» DOCUMENT EXCERPT
━━━━━━━━━━━━━━━━━━━━

Some people assume they're free to chastise or criticize me. I suppose I should feel so honored that they hang onto my every word that I type or say. However, if anyone takes offense to what I write, then free to ignore it. Don’t bother to rebuke, because unless you’ve walked in my shoes, you have no idea where I’ve been. And chances are, you won't ever be able to keep up with me.
A former professor of sociology and head of the marriage & family therapy program at the University of Southern California, who received his B.A. degree from Harvard University and his PhD from Cornell, Carlfred Broderick had a lot of important counsel to share.
He once said, “…realizing that I dealt as a therapist with many people who suffered far, far more pain than I ever suffered. I felt guilty at having been spared some of the pain that my friends had experienced.”
He went on to explain how one time he was experiencing a toothache and he thought that was a perfect opportunity “to embrace this existential experience and to join in this pain-open myself to this pain and experience it. I told myself that I was just going to sit in this pain and take it into myself and grow from it. That lasted for forty-five minutes, at which time I called the dentist and said ‘I want some pain medicine’.”
He went on to say, “I hate pain. I hate injustice. I hate loss. I hate all the things that we all hate…I’m certain pain destroys and embitters far more often than it ennobles. I’m sure that injustice us destructive of good things in the world far more often than people rise above it. I’m certain that in this unjust, awful world, there are far more victims who do not profit from their experience than those who do…pain is terrible.”

━━━━━━━━━━━━━━━━━━━━

» WORK REQUEST 1
Quote the Broderick passage word for word between "A former professor" and "counsel to share.", inclusive.
» WORK REQUEST 2
According to the Broderick passage, from which institution did Carlfred Broderick receive his PhD?
» WORK REQUEST 3
Carry the Broderick passage forward from its final sentence.
The data that follows has no connection to the Broderick passage.

» RECORDED DATA
━━━━━━━━━━━━━━━━━━━━

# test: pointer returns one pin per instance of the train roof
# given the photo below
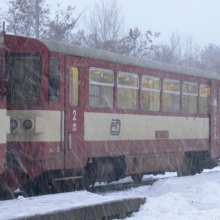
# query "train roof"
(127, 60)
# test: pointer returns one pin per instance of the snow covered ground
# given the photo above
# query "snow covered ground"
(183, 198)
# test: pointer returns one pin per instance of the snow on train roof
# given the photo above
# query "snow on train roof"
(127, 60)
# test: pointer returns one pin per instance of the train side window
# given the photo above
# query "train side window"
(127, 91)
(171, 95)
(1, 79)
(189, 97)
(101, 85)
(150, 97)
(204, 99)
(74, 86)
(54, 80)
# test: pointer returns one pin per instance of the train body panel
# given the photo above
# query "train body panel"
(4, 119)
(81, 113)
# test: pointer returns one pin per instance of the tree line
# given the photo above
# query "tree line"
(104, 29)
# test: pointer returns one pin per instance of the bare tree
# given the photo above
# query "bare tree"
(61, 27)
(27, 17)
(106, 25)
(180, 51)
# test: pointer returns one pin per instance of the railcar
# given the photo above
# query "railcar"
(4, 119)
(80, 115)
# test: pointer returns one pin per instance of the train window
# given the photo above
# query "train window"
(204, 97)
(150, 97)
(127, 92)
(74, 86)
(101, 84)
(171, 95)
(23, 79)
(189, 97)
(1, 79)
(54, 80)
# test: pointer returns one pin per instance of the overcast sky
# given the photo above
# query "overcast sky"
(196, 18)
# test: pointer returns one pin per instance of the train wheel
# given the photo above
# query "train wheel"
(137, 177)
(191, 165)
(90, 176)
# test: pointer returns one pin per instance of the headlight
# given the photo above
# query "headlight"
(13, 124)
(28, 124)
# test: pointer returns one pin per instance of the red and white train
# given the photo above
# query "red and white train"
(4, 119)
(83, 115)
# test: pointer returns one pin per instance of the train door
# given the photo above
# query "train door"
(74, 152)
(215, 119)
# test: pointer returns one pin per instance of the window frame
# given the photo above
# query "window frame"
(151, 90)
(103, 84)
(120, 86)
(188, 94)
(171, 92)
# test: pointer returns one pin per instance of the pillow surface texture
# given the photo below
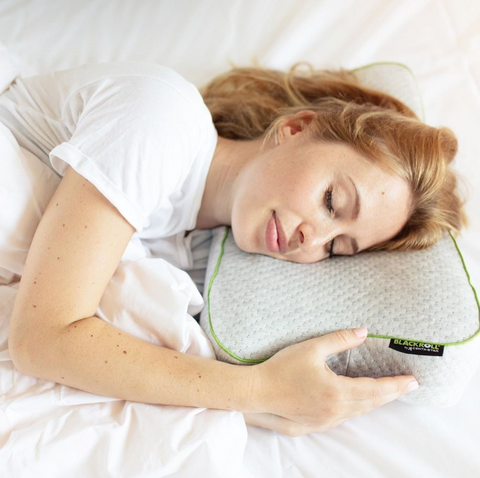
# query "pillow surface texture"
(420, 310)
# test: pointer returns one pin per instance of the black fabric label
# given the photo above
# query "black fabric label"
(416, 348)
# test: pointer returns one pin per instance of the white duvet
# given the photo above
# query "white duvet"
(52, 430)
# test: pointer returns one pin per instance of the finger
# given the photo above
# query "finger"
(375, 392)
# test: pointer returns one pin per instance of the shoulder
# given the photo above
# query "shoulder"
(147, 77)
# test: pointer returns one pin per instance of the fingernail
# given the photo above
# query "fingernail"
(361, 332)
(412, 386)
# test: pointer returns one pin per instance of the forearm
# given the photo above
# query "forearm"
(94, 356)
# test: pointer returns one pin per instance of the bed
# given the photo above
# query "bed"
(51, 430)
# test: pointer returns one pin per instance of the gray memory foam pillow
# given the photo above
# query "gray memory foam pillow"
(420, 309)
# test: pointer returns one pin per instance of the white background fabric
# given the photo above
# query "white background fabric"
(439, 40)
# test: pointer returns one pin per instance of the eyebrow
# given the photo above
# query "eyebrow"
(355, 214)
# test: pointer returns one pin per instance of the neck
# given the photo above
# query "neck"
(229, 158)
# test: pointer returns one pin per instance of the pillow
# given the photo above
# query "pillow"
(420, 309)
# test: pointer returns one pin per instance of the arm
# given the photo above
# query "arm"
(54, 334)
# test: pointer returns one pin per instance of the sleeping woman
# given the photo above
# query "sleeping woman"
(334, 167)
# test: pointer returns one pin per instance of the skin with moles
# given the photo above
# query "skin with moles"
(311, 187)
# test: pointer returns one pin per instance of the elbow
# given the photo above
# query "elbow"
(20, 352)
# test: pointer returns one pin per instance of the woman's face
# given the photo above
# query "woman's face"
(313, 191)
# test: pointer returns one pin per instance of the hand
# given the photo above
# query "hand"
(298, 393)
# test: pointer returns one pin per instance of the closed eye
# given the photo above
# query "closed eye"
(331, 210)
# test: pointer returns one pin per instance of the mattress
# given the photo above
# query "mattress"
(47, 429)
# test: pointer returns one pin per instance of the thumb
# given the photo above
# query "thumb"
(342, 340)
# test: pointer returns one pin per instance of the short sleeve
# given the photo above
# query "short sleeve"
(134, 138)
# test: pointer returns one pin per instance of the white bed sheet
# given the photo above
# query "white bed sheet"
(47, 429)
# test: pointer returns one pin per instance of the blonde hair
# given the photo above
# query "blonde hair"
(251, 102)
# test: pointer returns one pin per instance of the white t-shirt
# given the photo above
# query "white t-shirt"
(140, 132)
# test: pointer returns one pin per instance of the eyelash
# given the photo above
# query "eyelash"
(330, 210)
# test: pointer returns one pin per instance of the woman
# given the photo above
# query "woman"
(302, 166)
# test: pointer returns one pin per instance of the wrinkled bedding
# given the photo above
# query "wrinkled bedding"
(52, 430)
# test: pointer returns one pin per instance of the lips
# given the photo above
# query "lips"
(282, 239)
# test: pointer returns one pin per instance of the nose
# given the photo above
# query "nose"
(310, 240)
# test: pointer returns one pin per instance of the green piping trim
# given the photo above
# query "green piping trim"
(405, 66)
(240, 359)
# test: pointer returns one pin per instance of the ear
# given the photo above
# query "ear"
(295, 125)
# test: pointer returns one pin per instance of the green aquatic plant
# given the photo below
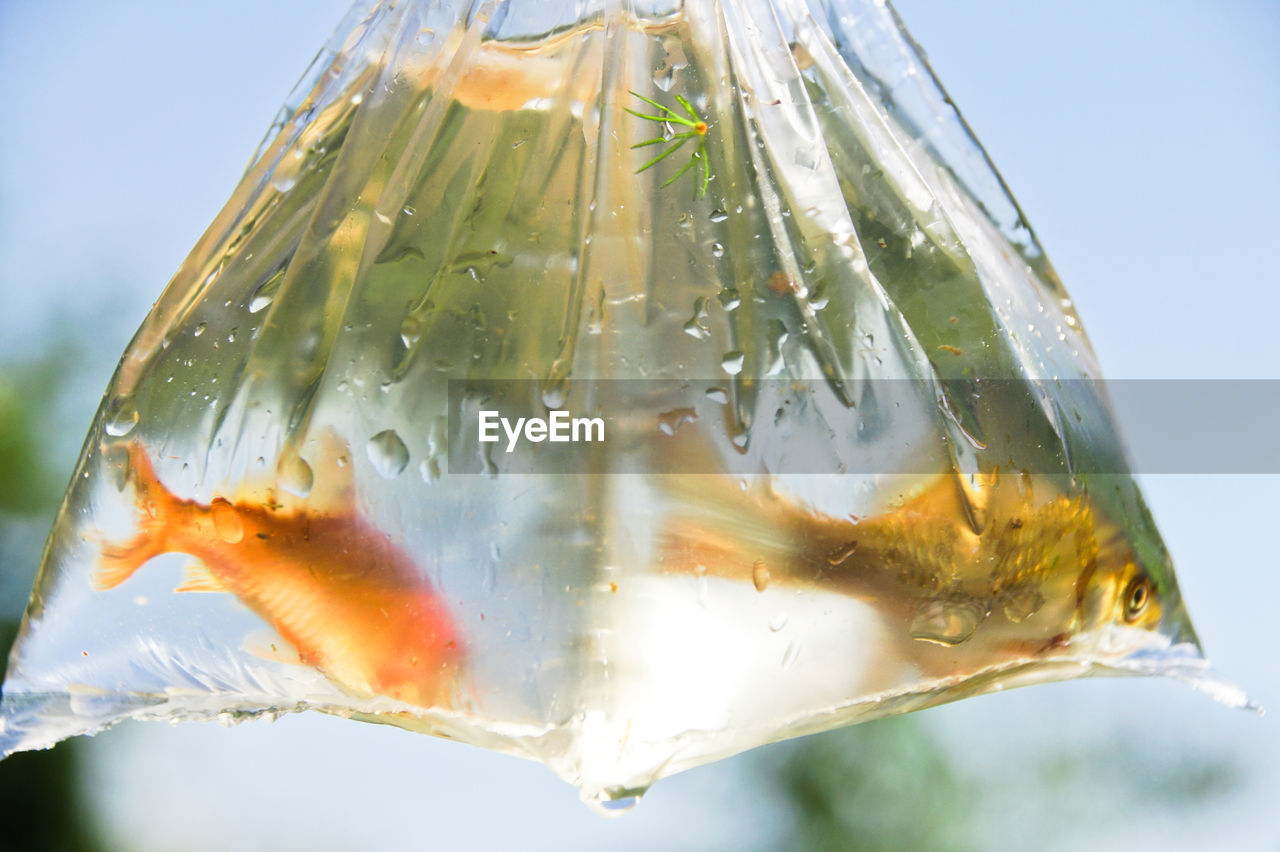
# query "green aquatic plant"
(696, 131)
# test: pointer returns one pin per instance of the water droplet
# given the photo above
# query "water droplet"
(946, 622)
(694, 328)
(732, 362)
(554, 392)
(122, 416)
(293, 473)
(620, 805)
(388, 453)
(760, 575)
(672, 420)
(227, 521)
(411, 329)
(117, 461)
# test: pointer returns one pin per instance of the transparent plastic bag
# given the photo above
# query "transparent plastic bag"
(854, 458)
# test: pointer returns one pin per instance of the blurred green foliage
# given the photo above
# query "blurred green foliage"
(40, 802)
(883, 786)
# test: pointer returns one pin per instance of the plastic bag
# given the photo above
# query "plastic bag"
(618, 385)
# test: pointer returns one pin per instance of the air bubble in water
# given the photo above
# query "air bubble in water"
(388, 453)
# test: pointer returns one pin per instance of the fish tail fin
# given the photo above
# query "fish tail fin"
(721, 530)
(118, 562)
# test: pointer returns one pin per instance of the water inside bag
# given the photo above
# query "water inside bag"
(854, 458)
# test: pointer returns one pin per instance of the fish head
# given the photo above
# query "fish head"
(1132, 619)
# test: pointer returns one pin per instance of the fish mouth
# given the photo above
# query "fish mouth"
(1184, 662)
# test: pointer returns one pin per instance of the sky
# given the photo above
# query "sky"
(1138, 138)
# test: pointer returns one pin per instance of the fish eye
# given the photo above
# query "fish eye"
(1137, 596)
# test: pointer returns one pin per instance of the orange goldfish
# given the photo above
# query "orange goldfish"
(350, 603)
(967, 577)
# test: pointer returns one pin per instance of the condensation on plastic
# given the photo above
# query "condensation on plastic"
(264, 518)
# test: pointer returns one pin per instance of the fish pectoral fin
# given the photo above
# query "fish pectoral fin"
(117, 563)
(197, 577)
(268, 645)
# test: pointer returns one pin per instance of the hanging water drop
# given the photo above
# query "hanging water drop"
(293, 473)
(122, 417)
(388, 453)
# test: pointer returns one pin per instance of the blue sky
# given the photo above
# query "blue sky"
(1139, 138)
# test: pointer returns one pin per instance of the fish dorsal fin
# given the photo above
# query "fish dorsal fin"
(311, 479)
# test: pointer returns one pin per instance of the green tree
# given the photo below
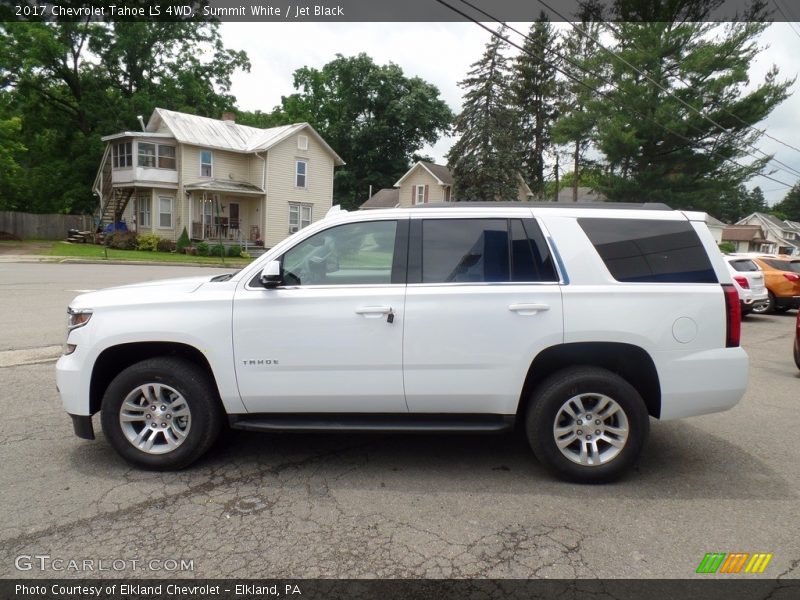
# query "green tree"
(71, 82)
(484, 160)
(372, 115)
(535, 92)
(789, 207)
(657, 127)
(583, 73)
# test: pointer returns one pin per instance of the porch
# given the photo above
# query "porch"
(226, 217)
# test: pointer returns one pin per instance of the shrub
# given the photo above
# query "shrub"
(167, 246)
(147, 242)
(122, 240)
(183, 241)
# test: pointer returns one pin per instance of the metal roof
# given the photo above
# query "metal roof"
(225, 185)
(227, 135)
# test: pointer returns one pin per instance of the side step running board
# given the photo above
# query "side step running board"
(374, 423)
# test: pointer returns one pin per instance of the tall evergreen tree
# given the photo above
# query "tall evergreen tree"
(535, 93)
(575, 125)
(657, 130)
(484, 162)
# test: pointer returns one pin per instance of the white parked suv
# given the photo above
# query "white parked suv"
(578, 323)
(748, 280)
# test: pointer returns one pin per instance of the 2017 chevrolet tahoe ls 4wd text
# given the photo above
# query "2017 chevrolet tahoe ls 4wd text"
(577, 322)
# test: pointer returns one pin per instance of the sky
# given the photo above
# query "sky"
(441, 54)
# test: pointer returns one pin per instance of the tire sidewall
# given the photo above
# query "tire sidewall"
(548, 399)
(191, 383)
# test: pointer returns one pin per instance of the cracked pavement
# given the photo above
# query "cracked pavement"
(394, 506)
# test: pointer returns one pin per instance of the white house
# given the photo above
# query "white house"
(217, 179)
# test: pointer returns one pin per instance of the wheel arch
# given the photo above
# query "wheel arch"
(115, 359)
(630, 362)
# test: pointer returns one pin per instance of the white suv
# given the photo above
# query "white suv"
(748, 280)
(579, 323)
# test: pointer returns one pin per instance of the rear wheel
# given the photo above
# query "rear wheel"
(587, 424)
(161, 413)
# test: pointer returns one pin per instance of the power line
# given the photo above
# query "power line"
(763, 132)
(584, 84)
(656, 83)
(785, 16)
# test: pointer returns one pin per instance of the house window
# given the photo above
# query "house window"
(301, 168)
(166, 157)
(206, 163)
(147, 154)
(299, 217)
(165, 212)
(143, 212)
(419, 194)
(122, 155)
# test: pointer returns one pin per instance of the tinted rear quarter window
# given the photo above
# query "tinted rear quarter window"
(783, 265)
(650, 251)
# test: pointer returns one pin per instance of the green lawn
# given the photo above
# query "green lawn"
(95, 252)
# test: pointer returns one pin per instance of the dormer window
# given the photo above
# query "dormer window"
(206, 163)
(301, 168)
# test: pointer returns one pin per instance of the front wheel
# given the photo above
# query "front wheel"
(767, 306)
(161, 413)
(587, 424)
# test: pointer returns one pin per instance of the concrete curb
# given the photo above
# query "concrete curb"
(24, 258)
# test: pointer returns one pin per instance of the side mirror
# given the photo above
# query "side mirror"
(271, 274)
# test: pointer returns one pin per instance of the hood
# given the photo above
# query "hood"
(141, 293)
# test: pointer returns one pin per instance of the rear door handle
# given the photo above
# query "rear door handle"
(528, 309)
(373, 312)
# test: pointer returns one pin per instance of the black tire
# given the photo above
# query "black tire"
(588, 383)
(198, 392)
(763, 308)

━━━━━━━━━━━━━━━━━━━━

» EXPECTED OUTPUT 1
A former professor of sociology and head of the marriage & family therapy program at the University of Southern California, who received his B.A. degree from Harvard University and his PhD from Cornell, Carlfred Broderick had a lot of important counsel to share.

» EXPECTED OUTPUT 2
Cornell

» EXPECTED OUTPUT 3
He spoke of a patient, saying after they had prayed together, “The Lord told her of His love and tender concern for her. He acknowledged that He had given her (and she volunteered for) a far, far harder task than He would have liked. She had signed up for hard children who had rebellious spirits, but who were valuable; for a hard husband who had a rebellious spirit but who was valuable. Twice Heavenly Father had given her the choice between life and death, whether to come home and be relieved of her responsibilities, which weren’t going very well or to stay to see if she could work them through. Twice on death’s bed, she sent the messenger away and gone back to the hard task. She stayed with it.”
Dr. Broderick said he “realized that he was in the presence of one of the Lord’s great, noble spirits, one who had chosen not a safe place behind the lines pushing out some ordnance to the people on the front lines as he was doing, but somebody who chose to live out in the trenches where the Lord’s work was being done, where there was risk, where you could be hurt, where you could lose, where you could be destroyed by your love. That was the way she had chosen to labor.”
I have people in my family who have autism, ADHD, severe allergies and asthma, among other things. Perhaps I “asked “ or “volunteered” for this, or maybe the task was given to me because of the past that I managed to survive somewhat intact with more grace and courage than most could hope to do.
Some days are much easier than other days and sometimes there are days when life simply sucks. However, I know He is aware of me. I get angry, sad & cry at times, because I am human. I have suffered from many adverse experiences in my life. But I have also felt the Spirit of God in my presence and I have been unbelievably blessed.
Just because I vent does not mean I do not believe in Him. I have been through much, but He has also been through it with me.
It’s so much easier to steer a rowboat away from a tree limb fallen in the water than it was for the Titanic to turn away from the submerged iceberg…
So please don’t attempt to steer my battleship when the only experience you have in life steering is a matchbox car...I have been given this task not to fail, but to succeed. If you must comment, then encourage me. Just help me smile or laugh, because I got this.
“I believe in the sun when it isn't shining, I believe in love even when I don't feel it. I believe in God even when He's silent.”